_Required work_
(a) From the passage on Syria and foreign fighters in Iraq, list every country it names as a place of origin for the fighters.
(b) Decide whether each statement agrees with the passage on Syria and foreign fighters in Iraq, and support each verdict with the decisive words quoted from it: (i) About a fifth of the fighters came from Libya. (ii) Petraeus spoke to Nouri al-Maliki about Assef Shawkat in April 2008. (iii) According to the 2009 confession, the camp was headed by a Syrian intelligence agent.
(c) Pick up the passage on Syria and foreign fighters in Iraq after its final sentence and carry it forward.

_Passage given_
West Point’s Combating Terrorism Center, which analyzed and published the records, reported that roughly 40 percent of these fighters hailed from Saudi Arabia, with another 20 percent coming from Libya. The remaining fighters trickled in from Algeria, Morocco, Yemen, Tunisia, and a smattering of other Middle Eastern countries. Despite their diverse backgrounds, however, they all eventually converged in Syria, where they either entered training camps on the Syrian side of the border or proceeded directly on to Iraq. The process was orchestrated by at least 95 Syrian "coordinators" who specialized in recruiting suicide bombers and foreign fighters from specific regions, according to Matthew Levitt, a terrorism expert at Johns Hopkins University’s School of Advanced International Studies.
U.S. officials made little secret of their suspicion that the Syrian government was complicit in this flow of fighters into Iraq. In public testimony before Congress in April 2008, Gen. David Petraeus, then commander of Multi-National Force-Iraq, said that the Syrian government had "not [done] enough to shut down the key network that supports [al Qaeda in Iraq]." In private, he was even more blunt: A leaked U.S. State Department cable reveals that he told Iraqi Prime Minister Nouri al-Maliki in December 2008 that Assef Shawkat — Assad’s brother-in-law and Syria’s director of military intelligence — had "detailed knowledge" about the activities of al Qaeda facilitators in Syria. Ironically, Shawkat died along with other top Syrian security officials in a July 18 bombing in Damascus, which the regime blamed on suicide attackers. It was precisely the kind of attack he had helped perpetrate against coalition forces in Iraq.
The Iraqi government has also consistently accused Syrian intelligence officials of training terrorist operatives. In 2009, Iraqi officials released the taped confession of an al Qaeda militant who claimed to have been trained in Syria. The head of the camp, the operative said, was a Syrian intelligence agent named Abu al-Qaqaa. The Syrian government, moreover, has a history of conducting these kinds of smuggling operations, as the authors of the West Point report point out. In the early 1980s, for instance, Syrian intelligence operatives helped smuggle jihadists from the Persian Gulf into southern Lebanon. Before ferrying them across the border, however, Syrian officials took photographs of the jihadists’ passports and placed them on a terrorist watch list — they were apparently worried about blowback even then.

_Recorded data_
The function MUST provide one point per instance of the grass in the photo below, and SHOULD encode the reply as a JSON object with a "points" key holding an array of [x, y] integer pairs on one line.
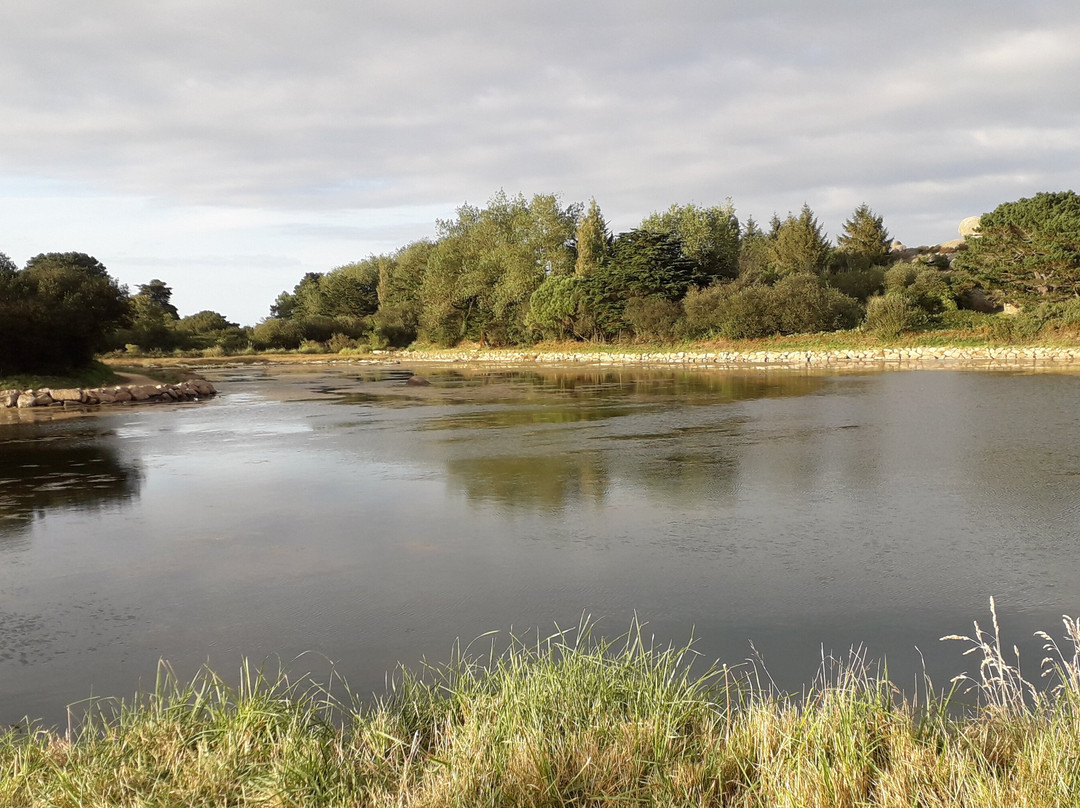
{"points": [[96, 374], [571, 721]]}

_Responses to the tasks_
(a) Saudi Arabia, Libya, Algeria, Morocco, Yemen, Tunisia

(b)
(i) Yes: "with another 20 percent coming from Libya"
(ii) No: "he told Iraqi Prime Minister Nouri al-Maliki in December 2008"
(iii) Yes: "The head of the camp, the operative said, was a Syrian intelligence agent named Abu al-Qaqaa"

(c)
Fast-forward three decades, and these fears have become a reality. Shared tribal and family ties across the Syria-Iraq border, coupled with the operation of criminal smuggling networks, mean that much of the 422-mile border remains permeable — and this time, the Syria-to-Iraq jihadi highway appears to be running in reverse. Brian Fishman, a counterterrorism fellow at the New America Foundation and one of the authors of the West Point report, writes that diplomats say "dozens" of jihadists have entered Syria from Iraq, "a number that prudence dictates likely includes at least some from al-Qa’ida’s ISI." This assessment dovetails with a statement made by a Maliki aide reported in the New York Times claiming, "The wanted names that we have are the same wanted names that the Syrian authorities have." In other words, he said, "Al Qaeda that is operating in Iraq is the same as that which is operating in Syria."
A lack of security along the Syria-Lebanon border has also come back to haunt the Syrian regime. Syria has long insisted on a policy of lax border control, refusing a proposal to allow European guards to secure the border following the 34-day conflict between Israel and Hezbollah in 2006 and pressuring the Lebanese government not to step up monitoring from its side of the border. These steps have ensured that the Syrian regime has faced few problems in shipping weapons to Hezbollah, its most powerful Lebanese ally — keeping the movement well-armed against Israel and its domestic opponents.
But while Hezbollah has remained a staunch ally of the Syrian regime, the unguarded border is now also exploited by anti-Assad groups. From the border region nestled in Lebanon’s Bekaa Valley, for instance, hundreds of Lebanese Sunni jihadists have managed to slip into Syria to join the fight against Assad. Many of these fighters have traveled to Homs, a rebel stronghold, but there is at least one exclusively Lebanese unit operating near the Lebanese border, according to the Times of London.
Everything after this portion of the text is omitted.